►

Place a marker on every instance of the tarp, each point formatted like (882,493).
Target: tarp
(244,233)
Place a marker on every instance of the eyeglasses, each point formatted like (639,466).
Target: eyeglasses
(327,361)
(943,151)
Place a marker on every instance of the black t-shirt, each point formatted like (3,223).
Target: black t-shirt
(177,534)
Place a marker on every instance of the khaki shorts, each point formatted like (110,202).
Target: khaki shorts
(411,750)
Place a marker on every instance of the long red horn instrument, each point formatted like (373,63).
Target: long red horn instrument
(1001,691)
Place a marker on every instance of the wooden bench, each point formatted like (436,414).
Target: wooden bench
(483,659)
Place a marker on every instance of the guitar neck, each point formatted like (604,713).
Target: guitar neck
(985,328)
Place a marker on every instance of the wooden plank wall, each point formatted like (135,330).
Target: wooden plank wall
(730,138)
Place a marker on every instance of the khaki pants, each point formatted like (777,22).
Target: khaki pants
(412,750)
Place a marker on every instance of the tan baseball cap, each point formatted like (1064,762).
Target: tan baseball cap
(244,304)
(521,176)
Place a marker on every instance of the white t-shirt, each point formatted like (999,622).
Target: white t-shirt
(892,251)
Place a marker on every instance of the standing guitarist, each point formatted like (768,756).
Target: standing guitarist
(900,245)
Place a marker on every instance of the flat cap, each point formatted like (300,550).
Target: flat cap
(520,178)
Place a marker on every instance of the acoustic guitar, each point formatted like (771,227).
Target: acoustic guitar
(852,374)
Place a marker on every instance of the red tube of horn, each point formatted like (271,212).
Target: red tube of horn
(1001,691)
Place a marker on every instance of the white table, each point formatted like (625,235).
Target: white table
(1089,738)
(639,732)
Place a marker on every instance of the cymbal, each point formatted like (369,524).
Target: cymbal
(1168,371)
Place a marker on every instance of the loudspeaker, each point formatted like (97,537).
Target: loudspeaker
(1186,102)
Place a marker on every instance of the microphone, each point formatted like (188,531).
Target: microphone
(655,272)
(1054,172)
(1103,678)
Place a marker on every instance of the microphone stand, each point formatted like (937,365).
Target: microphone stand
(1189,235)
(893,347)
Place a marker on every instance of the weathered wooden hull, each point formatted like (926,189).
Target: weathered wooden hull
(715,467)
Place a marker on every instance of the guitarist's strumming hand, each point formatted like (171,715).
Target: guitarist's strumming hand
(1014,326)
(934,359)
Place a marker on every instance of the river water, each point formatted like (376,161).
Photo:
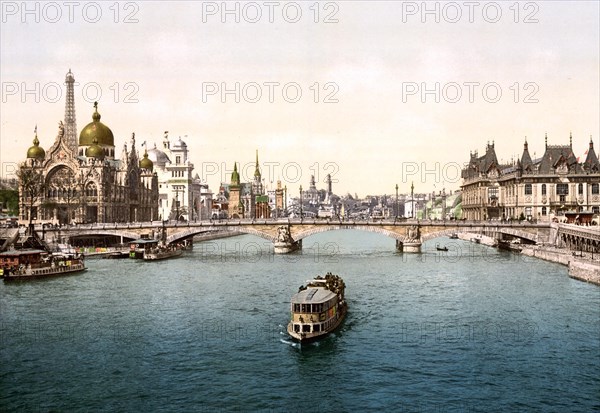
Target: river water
(470,330)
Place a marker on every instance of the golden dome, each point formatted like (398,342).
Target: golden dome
(146,163)
(96,130)
(95,151)
(35,152)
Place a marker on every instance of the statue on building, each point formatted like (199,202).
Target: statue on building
(283,234)
(413,233)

◄

> [What the task requires]: Rewrite the data from the line with "Place a marker on every instance of the white table, each" through the end, requests included, adding -56 to every number in the answer coordinates but leaving the requests and their sample points unchanged. Leave the pictures out.

> [Result for this exercise]:
Place a marker on every instance of the white table, each point formatted like (625,235).
Target: white table
(1033,682)
(583,676)
Place a marker on every instance of the cymbal, each point formatted like (369,524).
Target: cymbal
(1112,315)
Place a marker on every instance of the loudspeaker, each point formatted like (97,537).
Target: loudspeaker
(1130,46)
Place a marker on every instance of the microphone, each point formatted like (188,531).
Target: microphone
(599,216)
(998,116)
(1047,622)
Place a marker on every instance of the microphone stand, each point formatted like (937,365).
Target: microphone stand
(1133,179)
(837,291)
Place a marker on every instance of the weathered wooden hull, each point formatted like (926,189).
Target: weathered wooden hull
(659,411)
Place a marker on every instance of the guitarist's strumming hand, each point formatted like (171,715).
Target: guitarist's strumming hand
(958,270)
(878,303)
Place a marker on every instance of the river water, each point formatted like (376,161).
Photo:
Target: river water
(414,274)
Place a marker on every instance of the golden dome, each point formatted like (398,342).
Target: golden dome
(90,107)
(40,74)
(39,95)
(-21,96)
Place a marker on every instance of the statue on building, each point formatted like (199,202).
Target: statue on building
(227,178)
(357,177)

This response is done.